Extract every line of the data below that contains the string "screen".

DATASET CONTENT —
[start]

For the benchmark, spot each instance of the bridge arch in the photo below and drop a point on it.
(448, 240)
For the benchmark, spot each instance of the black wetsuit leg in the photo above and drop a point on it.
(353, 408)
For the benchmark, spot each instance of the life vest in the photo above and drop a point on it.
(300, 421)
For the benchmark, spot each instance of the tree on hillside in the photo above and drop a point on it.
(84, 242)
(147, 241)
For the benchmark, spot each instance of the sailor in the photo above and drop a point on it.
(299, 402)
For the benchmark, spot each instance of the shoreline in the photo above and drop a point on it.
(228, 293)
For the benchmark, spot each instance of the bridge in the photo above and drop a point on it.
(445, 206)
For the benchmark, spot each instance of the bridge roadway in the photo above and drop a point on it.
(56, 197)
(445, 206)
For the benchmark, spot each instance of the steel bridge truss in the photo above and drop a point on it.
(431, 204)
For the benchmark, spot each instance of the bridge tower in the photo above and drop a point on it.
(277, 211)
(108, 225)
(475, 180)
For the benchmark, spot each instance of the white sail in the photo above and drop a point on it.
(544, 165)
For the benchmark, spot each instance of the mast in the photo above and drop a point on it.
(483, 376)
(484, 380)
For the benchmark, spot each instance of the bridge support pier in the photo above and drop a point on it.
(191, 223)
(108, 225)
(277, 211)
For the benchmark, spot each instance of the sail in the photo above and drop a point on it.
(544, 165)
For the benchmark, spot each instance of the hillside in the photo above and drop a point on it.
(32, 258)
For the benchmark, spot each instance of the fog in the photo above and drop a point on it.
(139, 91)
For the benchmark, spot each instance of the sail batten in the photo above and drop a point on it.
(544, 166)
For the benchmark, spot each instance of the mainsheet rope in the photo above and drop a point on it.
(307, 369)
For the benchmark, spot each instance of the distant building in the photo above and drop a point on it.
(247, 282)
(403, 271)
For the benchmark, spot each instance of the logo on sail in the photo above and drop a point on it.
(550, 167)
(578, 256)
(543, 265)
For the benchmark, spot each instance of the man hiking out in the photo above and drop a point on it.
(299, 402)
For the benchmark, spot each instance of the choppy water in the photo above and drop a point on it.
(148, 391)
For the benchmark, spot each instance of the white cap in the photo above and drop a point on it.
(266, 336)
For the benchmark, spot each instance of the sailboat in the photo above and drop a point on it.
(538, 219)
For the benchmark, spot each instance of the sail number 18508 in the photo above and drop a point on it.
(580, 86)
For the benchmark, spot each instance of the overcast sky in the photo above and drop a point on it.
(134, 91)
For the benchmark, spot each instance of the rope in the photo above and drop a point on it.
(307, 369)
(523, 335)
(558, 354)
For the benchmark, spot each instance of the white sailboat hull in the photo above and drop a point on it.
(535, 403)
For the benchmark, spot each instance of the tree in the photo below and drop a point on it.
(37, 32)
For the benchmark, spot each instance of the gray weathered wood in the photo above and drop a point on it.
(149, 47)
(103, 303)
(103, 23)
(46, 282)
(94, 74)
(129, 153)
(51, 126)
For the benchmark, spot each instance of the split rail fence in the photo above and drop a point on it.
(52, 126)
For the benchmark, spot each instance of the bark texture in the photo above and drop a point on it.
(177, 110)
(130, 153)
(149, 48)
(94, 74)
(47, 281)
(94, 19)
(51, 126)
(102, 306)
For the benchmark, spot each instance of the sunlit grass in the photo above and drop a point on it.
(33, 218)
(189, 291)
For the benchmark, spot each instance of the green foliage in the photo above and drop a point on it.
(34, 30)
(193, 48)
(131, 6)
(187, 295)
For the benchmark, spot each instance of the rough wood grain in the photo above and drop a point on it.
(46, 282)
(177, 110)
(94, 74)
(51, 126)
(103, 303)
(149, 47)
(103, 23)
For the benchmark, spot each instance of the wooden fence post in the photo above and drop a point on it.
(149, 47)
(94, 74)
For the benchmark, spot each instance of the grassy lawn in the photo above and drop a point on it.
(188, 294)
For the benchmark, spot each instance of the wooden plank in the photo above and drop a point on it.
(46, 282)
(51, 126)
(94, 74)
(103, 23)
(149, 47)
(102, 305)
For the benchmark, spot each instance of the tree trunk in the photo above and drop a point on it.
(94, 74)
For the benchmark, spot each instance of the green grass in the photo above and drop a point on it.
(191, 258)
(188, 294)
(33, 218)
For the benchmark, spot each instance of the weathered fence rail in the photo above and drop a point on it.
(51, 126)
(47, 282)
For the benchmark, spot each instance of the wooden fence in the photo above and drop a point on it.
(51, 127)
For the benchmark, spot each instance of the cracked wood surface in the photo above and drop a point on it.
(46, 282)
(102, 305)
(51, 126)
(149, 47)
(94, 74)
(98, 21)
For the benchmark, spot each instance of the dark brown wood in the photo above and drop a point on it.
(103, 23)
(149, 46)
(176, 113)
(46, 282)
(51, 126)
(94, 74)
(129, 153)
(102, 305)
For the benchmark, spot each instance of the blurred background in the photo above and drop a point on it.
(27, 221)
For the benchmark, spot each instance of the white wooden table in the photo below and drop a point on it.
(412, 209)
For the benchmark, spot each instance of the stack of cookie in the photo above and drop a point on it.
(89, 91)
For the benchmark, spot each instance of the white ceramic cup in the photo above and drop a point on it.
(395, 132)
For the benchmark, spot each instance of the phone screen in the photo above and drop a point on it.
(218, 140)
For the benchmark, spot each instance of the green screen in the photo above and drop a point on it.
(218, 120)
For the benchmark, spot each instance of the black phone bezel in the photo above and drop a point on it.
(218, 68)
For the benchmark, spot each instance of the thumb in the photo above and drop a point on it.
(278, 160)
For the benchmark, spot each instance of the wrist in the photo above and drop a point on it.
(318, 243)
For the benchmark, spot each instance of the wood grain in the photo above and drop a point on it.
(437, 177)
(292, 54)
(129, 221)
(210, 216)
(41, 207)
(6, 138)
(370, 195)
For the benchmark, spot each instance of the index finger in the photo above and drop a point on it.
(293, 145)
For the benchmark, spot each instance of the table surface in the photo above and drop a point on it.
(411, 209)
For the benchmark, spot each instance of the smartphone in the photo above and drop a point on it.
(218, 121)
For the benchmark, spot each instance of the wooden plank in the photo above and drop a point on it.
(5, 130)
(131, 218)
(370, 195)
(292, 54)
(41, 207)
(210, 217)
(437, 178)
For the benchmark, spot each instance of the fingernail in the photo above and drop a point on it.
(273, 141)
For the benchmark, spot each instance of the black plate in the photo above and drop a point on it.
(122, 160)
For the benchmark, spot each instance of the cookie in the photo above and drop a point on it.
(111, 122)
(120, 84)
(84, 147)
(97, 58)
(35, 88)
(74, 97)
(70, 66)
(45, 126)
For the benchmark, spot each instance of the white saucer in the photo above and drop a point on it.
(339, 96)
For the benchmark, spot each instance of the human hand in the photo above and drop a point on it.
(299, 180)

[end]
[start]

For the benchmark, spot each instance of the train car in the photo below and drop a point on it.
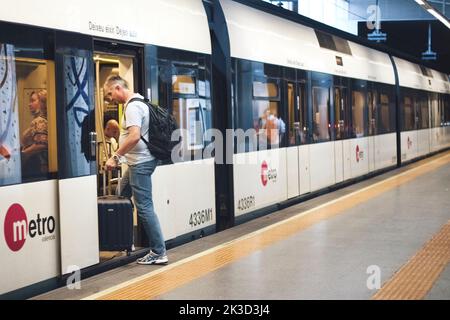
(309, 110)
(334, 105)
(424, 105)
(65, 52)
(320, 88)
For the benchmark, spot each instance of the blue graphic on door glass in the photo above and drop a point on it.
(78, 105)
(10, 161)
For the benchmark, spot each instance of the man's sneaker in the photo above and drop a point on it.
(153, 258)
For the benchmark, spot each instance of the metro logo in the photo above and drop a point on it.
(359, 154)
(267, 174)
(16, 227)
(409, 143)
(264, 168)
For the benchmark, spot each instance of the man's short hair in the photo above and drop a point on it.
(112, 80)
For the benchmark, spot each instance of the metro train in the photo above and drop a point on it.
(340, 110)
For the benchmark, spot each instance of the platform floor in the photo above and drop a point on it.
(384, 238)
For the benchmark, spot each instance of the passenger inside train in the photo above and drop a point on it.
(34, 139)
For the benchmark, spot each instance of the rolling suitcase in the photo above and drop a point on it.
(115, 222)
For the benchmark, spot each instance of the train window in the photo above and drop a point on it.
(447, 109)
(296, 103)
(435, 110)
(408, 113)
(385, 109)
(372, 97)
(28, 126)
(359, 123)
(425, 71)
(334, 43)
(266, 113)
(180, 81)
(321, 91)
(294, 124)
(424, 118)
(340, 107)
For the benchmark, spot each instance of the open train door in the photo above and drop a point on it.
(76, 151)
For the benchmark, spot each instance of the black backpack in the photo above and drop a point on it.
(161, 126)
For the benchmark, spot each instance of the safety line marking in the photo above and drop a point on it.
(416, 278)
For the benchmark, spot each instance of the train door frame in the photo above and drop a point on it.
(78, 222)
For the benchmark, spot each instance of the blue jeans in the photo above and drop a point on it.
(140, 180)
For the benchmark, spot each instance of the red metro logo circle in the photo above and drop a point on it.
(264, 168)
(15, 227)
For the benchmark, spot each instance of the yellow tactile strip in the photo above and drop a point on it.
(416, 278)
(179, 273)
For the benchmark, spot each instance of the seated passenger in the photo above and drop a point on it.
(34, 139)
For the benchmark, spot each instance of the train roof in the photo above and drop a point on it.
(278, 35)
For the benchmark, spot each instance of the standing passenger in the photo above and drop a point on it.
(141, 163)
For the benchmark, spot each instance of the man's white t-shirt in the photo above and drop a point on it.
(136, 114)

[end]

FULL RESPONSE —
For the benchmark, spot each instance of the phone screen in the photo above and drop a point on it.
For the benchmark, spot each instance of the green screen in the photo above and drop a point on it.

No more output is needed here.